Copy the text on filtering the digital skills data below word for word, from its first sentence through the last line of code.
───── Provided text ─────
The data set is filtered to include the five digital skills areas and overall digital skills, each categorized into three proficiency levels: “Above basic skills,” “Basic skills,” and “Basic or above basic skills (at least basic digital skills).” The analysis focuses on EU member states and the European Union - 27 countries (as of 2020), considering the “percentage of individuals” as a unit and “all individuals” as the category. After filtering data for variables of interest, the data set contains no missing values.

Show the code
digital_skills_filtered <- digital_skills |>
  filter(!indicator %in% c("Individuals with online information and communication skills",
                           "Individuals with limited overall digital skills (two out of five component indicators are at basic or above basic level)",
                           "Individuals with low overall digital skills (four out of five component indicators are at basic or above basic level)",
                           "Individuals with narrow overall digital skills (three out of five component indicators are at basic or above basic level)",
                           "Digital skills could not be assessed because the individual has not used the internet in the last 3 months",
                           "Individuals with no overall digital skills"),
         !country %in% c("Türkiye", "North Macedonia","Montenegro", "Switzerland", "Bosnia and Herzegovina","Euro area (EA11-1999, EA12-2001, EA13-2007, EA15-2008, EA16-2009, EA17-2011, EA18-2014, EA19-2015, EA20-2023)", "Iceland", "Serbia", "Norway", "Albania" ),
         unit == "Percentage of individuals",
         category == "All Individuals") |>
  mutate(value = round(value, 2),
         country = ifelse(country == "European Union - 27 countries (from 2020)", "EU", country)) |>
  select(year, country, indicator, category, unit, value)
───── Information supplied ─────
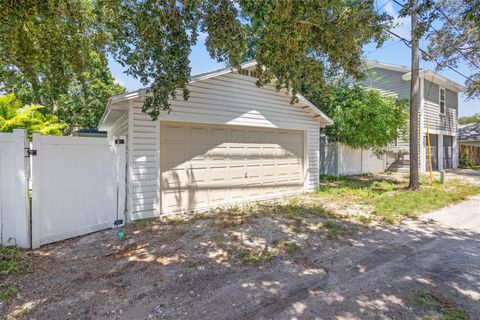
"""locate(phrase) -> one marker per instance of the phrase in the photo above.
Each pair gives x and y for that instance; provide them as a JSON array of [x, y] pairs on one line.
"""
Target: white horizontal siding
─────
Expected output -
The data set is filtered to include the five digital skills areas and overall digital skills, each categorized into three proficiency levels: “Above basic skills,” “Basic skills,” and “Basic or above basic skills (at least basic digital skills).” The analysis focuses on EU member states and the European Union - 27 countries (as of 2020), considering the “percentage of individuals” as a unit and “all individuals” as the category. After filtering data for variables of interest, the data set contains no missing values.

Show the code
digital_skills_filtered <- digital_skills |>
  filter(!indicator %in% c("Individuals with online information and communication skills",
                           "Individuals with limited overall digital skills (two out of five component indicators are at basic or above basic level)",
                           "Individuals with low overall digital skills (four out of five component indicators are at basic or above basic level)",
                           "Individuals with narrow overall digital skills (three out of five component indicators are at basic or above basic level)",
                           "Digital skills could not be assessed because the individual has not used the internet in the last 3 months",
                           "Individuals with no overall digital skills"),
         !country %in% c("Türkiye", "North Macedonia","Montenegro", "Switzerland", "Bosnia and Herzegovina","Euro area (EA11-1999, EA12-2001, EA13-2007, EA15-2008, EA16-2009, EA17-2011, EA18-2014, EA19-2015, EA20-2023)", "Iceland", "Serbia", "Norway", "Albania" ),
         unit == "Percentage of individuals",
         category == "All Individuals") |>
  mutate(value = round(value, 2),
         country = ifelse(country == "European Union - 27 countries (from 2020)", "EU", country)) |>
  select(year, country, indicator, category, unit, value)